Start of Information given
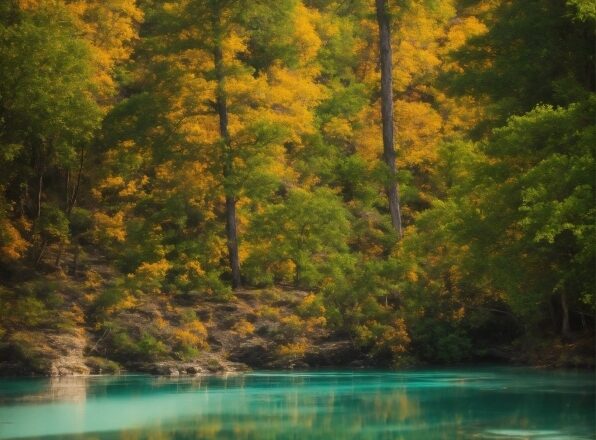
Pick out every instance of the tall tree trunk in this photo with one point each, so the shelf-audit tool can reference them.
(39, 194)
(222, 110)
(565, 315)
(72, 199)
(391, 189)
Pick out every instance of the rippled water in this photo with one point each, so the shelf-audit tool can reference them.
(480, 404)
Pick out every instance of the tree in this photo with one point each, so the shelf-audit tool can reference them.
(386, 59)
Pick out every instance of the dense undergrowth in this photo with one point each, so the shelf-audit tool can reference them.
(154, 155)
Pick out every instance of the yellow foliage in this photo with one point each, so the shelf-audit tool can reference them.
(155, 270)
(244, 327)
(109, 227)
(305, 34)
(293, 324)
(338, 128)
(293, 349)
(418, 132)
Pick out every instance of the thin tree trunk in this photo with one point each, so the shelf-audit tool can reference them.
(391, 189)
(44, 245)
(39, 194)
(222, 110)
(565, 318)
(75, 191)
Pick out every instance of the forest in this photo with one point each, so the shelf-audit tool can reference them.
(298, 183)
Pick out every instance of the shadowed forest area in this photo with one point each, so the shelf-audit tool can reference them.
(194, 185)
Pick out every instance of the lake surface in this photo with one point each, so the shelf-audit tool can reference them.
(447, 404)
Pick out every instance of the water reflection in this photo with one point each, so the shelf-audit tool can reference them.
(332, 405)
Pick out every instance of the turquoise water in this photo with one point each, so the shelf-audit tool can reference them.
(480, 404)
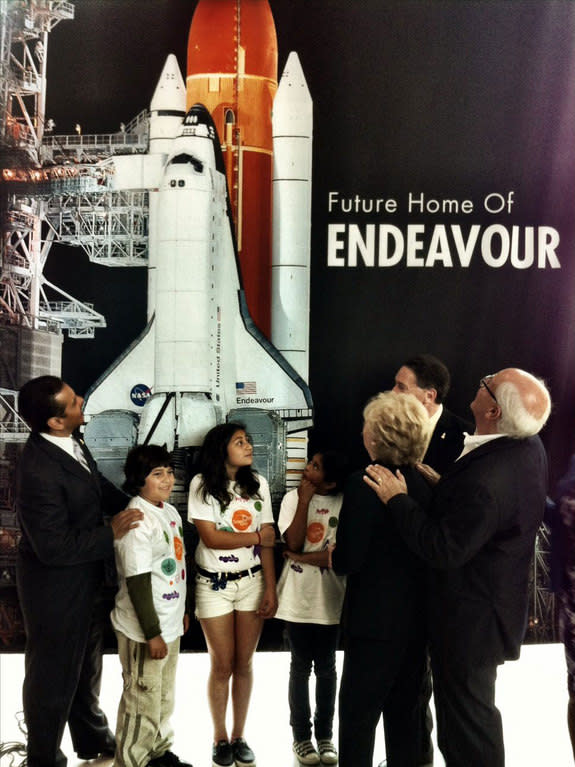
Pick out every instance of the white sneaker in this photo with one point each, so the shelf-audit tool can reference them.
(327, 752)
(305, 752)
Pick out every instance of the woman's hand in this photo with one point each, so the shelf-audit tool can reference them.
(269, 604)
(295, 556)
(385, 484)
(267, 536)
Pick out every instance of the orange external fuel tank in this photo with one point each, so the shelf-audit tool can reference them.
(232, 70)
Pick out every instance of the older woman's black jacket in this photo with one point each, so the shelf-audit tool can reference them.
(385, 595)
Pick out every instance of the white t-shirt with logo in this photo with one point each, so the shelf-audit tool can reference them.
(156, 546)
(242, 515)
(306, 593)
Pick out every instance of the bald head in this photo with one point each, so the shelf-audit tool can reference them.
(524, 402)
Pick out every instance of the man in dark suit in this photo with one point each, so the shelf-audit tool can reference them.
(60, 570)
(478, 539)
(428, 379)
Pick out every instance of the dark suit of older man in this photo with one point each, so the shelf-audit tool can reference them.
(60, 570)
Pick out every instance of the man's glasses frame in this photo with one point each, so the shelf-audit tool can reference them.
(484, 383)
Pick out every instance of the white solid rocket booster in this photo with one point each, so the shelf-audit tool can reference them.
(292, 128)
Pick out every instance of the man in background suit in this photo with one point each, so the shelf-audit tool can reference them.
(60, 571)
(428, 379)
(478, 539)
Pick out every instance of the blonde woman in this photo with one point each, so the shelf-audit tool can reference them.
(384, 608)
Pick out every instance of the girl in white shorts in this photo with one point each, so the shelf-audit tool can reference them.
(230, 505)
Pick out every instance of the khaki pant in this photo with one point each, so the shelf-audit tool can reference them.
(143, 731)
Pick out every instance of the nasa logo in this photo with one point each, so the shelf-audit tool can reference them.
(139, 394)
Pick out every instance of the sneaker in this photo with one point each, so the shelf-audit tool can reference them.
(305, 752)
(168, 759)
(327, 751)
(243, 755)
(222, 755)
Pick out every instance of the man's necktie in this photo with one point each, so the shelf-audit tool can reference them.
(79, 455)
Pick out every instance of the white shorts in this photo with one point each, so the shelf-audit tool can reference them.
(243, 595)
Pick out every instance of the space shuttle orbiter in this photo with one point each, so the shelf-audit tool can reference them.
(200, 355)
End of Information given
→ **Task to complete**
Without the images, write out each line of the data verbatim.

→ **Result of the task**
Pick out every instance of the tall tree trunk in this photo with one point each, so the shelf-audit tool can reference them.
(39, 194)
(222, 110)
(565, 315)
(72, 199)
(391, 189)
Pick out every instance of the rippled water in this photo with one point each, so the shelf-audit tool can reference them.
(480, 404)
Pick out every instance of the tree in this photo with one point each, so the shelf-audit tool can reference them.
(386, 59)
Pick out every instance of the dense undergrowth in this photo with one point each, so the shelf-audit tool can reference them.
(154, 155)
Pick out every instance of the yellow foliage in this photo with one point each, so the shelf-audit tool can reference them.
(155, 270)
(244, 327)
(109, 227)
(305, 34)
(293, 324)
(338, 128)
(293, 349)
(418, 132)
Pick out every instance of the thin tree trunk in this photo with one point each, so the shelf-audit tool can reference them.
(391, 189)
(44, 245)
(39, 194)
(222, 110)
(565, 318)
(75, 191)
Pick out every instance of the forest in this photo with one point each, so the shelf-audit tool can reference them.
(298, 183)
Pick out every instance of the shadowed forest area in this photo with one point each, so the shelf-audit tool can reference them.
(194, 185)
Pick out every instance of the lake surface in this photo with one point each, so the shelf-audit tool can reference them.
(447, 404)
Pick out every instance of the water reflection in this photo with one point each, so the shelf-audit tool can reference them.
(332, 405)
Pick out every instance of the turquoise water in this photo with one point each, so the shelf-audit tool can reference them.
(480, 404)
Pick out every instance of the white sneaker in this photo with one point each, so the shelf-audit tool can reference them.
(327, 752)
(305, 752)
Pick out every instance of the woman's hand in this photo with one point each, so the shelf-audit tool can reference them.
(269, 604)
(295, 556)
(385, 484)
(267, 536)
Pick out every instance of the orange external fuel tank in this photo with one point each, so the shelf-audit tool can reference them.
(232, 70)
Pick out every instance of the older woman's black jacket in this photo with one point each, so the shelf-audit tool can reference them.
(385, 595)
Pick out every instance of the white t-shirt with logo in this photo with one point each, so the shelf-audit tool can reference them.
(156, 546)
(242, 515)
(306, 593)
Pick out every instance of the bald head in this photo with one point each, so the shelf-audit tool can reference them.
(524, 402)
Pick out every instance of the man in dark suit in this photo with one point each, so the shelf-audit tool can reference them.
(60, 570)
(478, 539)
(428, 379)
Pick out every instance of the dark suit of older man in this photo with one point each, so the shelf-audit tool can reference them.
(60, 570)
Pick out every instance of the man's glasses frame in this photo with one point each, so the shelf-audit tool can reference them.
(484, 383)
Pick out every instance of the white solid rocket booster in this photo with one point each, so the shelf-audit tool can reference them.
(292, 128)
Pick out every instance of the man in background suit in this photo with one point each, so the shelf-audit tool can reference them.
(60, 571)
(428, 379)
(478, 539)
Pick out every instance of the blonde woman in this photo with one point each, so the shelf-audit tool can reference them.
(384, 608)
Pick out every instance of the girl in white shorts in this photo with one point each, so the shelf-audit tool can reference them.
(230, 505)
Pick out every instance of the khaki pant in this photo with one point each, so the shelf-audit tool can reference them.
(143, 731)
Pick out every instance of the nasa logo in this photo with one point each, so the shelf-audit tool can reference them.
(139, 394)
Pick out every instance of the sneaker in this photo with one point each, so the shelf-audit tool can reference them.
(305, 752)
(168, 759)
(327, 751)
(243, 755)
(222, 755)
Pick out every instance of the man's necktie in this photo with one point each, so the shelf-audit tool can reference them.
(79, 455)
Pick out every instance of the white shorts in this photo with one point each, so the shelf-audit tool can reference them.
(243, 595)
Pick out every instance of the space shuttle orbiter in this photo with one point each, so the shelf-audit tool can reference them.
(200, 355)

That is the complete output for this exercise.